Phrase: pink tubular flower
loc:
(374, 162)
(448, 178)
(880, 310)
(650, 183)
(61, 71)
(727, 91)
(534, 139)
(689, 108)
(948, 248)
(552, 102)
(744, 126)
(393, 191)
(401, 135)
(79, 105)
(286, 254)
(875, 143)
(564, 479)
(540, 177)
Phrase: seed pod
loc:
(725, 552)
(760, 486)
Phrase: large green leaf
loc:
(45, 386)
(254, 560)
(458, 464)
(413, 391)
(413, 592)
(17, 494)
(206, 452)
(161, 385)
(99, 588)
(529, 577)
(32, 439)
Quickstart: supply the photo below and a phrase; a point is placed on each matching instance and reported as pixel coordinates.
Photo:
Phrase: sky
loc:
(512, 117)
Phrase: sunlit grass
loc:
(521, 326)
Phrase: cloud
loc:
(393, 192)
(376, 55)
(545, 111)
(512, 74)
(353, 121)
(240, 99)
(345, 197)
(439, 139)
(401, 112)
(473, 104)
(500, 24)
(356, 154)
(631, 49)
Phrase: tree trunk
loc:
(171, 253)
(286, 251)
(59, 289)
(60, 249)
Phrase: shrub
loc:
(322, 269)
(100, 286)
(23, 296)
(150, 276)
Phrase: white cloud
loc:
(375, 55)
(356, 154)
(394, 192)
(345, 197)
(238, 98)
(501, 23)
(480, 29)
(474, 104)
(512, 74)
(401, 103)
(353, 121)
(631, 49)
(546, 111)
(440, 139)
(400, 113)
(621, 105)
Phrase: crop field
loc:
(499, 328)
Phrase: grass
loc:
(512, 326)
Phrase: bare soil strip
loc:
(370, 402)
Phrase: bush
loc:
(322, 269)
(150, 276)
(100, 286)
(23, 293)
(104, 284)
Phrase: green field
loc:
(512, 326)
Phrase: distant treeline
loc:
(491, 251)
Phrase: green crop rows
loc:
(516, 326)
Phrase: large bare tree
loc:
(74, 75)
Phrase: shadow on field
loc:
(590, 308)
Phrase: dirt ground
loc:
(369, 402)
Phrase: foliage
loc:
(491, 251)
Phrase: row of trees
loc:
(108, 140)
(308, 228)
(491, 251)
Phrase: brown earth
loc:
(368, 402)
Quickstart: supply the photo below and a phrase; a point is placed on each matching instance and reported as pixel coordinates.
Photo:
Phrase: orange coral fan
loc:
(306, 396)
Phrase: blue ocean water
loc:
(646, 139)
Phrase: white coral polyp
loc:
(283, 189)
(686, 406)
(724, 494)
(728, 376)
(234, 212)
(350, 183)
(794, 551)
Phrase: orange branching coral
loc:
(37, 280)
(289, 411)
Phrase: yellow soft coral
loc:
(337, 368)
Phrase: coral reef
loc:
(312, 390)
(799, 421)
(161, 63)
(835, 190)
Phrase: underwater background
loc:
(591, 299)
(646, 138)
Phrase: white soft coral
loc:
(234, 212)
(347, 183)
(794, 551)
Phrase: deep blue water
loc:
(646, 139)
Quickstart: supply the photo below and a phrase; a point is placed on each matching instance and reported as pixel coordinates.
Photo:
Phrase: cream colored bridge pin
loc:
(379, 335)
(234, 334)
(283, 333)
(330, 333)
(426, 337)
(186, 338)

____

## Do this:
Starting at the line that contains "Phrase: distant treeline", repeat each line exactly through the last one in the listing. Include both of those lines and nothing more.

## Output for this task:
Phrase: distant treeline
loc:
(491, 251)
Phrase: green crop rows
loc:
(516, 326)
Phrase: large bare tree
loc:
(74, 75)
Phrase: shadow on field
loc:
(590, 308)
Phrase: dirt ground
loc:
(369, 402)
Phrase: foliage
loc:
(491, 251)
Phrase: row of trees
loc:
(108, 140)
(308, 228)
(491, 251)
Phrase: brown earth
loc:
(368, 402)
Quickstart: supply the photo below and a phrase; a point is placed on each matching instance and reported as pixel coordinates.
Photo:
Phrase: orange coral fan
loc:
(306, 396)
Phrase: blue ocean water
loc:
(646, 139)
Phrase: white coral polyp
loc:
(283, 189)
(686, 406)
(724, 494)
(728, 376)
(234, 212)
(350, 183)
(794, 551)
Phrase: orange branching coral
loc:
(37, 280)
(289, 411)
Phrase: yellow soft coral
loc:
(337, 368)
Phrase: coral reef
loc:
(312, 390)
(799, 421)
(161, 63)
(835, 190)
Phrase: underwater background
loc:
(591, 299)
(646, 138)
Phrase: white soft coral
loc:
(234, 212)
(347, 183)
(794, 551)
Phrase: deep blue water
loc:
(646, 139)
Quickstart: supply the photo below and a phrase; a point is placed on each matching instance and reported as pixel coordinates.
Photo:
Phrase: cream colored bridge pin
loc:
(379, 335)
(234, 334)
(283, 333)
(330, 333)
(426, 337)
(186, 338)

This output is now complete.